● WHAT YOU NEED TO DO
Determine the number of lines in the following entries that hold the word "foreground". Give only that number.

● EXCERPTED RECORDS
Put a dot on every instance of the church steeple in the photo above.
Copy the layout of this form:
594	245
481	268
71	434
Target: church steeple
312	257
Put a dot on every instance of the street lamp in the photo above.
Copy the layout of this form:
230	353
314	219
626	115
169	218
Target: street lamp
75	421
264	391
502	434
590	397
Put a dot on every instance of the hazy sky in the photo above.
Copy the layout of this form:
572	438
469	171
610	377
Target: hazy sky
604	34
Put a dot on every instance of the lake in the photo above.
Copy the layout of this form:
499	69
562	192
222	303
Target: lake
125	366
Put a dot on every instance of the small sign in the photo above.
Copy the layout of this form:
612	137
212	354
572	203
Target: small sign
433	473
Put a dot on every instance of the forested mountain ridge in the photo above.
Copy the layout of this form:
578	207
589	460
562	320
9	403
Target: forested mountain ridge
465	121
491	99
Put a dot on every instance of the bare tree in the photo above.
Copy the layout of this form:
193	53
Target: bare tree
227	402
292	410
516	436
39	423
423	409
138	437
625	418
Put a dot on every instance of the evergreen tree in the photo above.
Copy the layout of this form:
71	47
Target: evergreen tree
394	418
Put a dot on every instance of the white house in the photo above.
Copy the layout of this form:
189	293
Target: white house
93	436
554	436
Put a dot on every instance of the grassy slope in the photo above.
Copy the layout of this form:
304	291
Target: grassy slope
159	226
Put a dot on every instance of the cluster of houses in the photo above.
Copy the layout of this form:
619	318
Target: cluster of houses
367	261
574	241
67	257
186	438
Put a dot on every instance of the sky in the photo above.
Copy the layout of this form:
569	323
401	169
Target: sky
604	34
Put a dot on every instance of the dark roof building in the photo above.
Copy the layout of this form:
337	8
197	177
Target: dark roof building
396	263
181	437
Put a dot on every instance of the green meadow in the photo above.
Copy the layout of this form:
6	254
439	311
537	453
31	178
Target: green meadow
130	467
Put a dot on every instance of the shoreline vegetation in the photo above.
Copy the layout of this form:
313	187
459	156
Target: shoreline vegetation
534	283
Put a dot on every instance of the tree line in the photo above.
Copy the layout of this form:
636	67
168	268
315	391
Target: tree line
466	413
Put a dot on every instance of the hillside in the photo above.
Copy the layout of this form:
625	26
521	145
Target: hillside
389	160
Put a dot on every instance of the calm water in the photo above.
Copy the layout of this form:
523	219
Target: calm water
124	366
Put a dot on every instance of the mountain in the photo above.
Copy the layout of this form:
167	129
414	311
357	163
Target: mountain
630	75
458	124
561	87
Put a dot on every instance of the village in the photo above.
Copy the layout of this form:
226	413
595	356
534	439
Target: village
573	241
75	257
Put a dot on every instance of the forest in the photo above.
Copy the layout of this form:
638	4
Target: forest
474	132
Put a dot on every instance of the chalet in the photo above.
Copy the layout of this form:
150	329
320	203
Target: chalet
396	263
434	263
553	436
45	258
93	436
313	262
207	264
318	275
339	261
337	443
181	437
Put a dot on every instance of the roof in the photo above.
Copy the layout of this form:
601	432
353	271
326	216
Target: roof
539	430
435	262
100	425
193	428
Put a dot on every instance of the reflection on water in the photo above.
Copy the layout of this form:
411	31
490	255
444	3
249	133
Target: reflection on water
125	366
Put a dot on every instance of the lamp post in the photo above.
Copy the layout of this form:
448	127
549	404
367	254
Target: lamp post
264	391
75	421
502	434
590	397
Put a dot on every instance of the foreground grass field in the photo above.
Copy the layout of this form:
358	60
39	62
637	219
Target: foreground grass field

● RESULT OF THIS TASK
2